From the first line of the data below, copy each line up to the one containing "negative clicks: (177, 174) (187, 191)", and include that line too.
========================================
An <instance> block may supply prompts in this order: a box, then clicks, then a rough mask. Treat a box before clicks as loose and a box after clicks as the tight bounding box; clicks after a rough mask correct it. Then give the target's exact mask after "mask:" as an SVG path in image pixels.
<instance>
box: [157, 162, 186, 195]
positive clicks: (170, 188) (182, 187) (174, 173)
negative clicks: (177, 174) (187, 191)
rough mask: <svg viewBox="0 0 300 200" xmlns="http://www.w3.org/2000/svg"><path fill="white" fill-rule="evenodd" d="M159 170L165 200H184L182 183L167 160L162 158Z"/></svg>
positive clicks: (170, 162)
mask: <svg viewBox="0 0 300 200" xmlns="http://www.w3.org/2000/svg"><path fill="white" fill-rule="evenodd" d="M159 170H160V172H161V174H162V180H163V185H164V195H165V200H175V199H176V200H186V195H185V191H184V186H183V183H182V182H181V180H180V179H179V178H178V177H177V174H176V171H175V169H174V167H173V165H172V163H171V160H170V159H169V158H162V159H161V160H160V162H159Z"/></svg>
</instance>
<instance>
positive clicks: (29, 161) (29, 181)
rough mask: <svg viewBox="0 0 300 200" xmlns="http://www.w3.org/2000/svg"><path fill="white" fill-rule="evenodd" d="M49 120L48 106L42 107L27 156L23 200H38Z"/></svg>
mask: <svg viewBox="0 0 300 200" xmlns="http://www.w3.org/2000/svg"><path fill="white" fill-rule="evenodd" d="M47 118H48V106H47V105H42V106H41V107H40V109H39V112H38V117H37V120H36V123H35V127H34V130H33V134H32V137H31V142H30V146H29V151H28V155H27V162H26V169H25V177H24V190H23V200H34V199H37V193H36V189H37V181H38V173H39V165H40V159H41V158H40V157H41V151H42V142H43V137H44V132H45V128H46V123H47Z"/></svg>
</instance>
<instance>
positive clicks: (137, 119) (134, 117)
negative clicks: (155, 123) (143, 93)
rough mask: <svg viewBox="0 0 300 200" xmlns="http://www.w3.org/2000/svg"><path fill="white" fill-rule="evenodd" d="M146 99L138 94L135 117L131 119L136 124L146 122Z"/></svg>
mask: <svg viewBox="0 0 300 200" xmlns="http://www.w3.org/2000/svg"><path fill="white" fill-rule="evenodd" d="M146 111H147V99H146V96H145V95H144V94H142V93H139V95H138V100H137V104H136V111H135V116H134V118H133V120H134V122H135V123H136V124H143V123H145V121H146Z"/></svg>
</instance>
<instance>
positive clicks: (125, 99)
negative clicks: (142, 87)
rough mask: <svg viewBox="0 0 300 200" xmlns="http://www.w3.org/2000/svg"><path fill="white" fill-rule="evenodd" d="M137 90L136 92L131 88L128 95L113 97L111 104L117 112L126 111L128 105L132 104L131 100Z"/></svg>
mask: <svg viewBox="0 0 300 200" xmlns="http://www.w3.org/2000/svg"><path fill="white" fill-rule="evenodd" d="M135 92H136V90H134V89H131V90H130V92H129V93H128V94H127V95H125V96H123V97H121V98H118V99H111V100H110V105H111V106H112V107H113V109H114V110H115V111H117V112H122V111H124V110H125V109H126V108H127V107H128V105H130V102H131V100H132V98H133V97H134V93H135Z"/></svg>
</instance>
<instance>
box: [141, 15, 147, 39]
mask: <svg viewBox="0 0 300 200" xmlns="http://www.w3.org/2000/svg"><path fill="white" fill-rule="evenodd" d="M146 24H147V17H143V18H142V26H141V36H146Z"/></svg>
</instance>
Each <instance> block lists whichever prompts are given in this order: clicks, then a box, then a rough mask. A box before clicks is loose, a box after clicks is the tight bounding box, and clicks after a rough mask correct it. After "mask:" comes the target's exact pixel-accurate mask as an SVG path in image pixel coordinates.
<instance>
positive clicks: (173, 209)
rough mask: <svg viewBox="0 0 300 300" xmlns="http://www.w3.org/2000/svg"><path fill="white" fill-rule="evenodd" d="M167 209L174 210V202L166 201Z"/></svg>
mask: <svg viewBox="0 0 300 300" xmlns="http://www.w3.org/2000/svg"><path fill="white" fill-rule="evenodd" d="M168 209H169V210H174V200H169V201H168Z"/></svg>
========================================
= RESPONSE TO THE TASK =
An <instance> block may supply prompts in this order: a box, then clicks, then a rough mask. Treat a box before clicks as loose and a box after clicks as the tight bounding box; clicks after a rough mask correct it. Then give the target's exact mask after "mask:" as an SVG path in image pixels.
<instance>
box: [157, 162, 186, 195]
positive clicks: (170, 188) (182, 187) (174, 173)
negative clicks: (177, 174) (187, 191)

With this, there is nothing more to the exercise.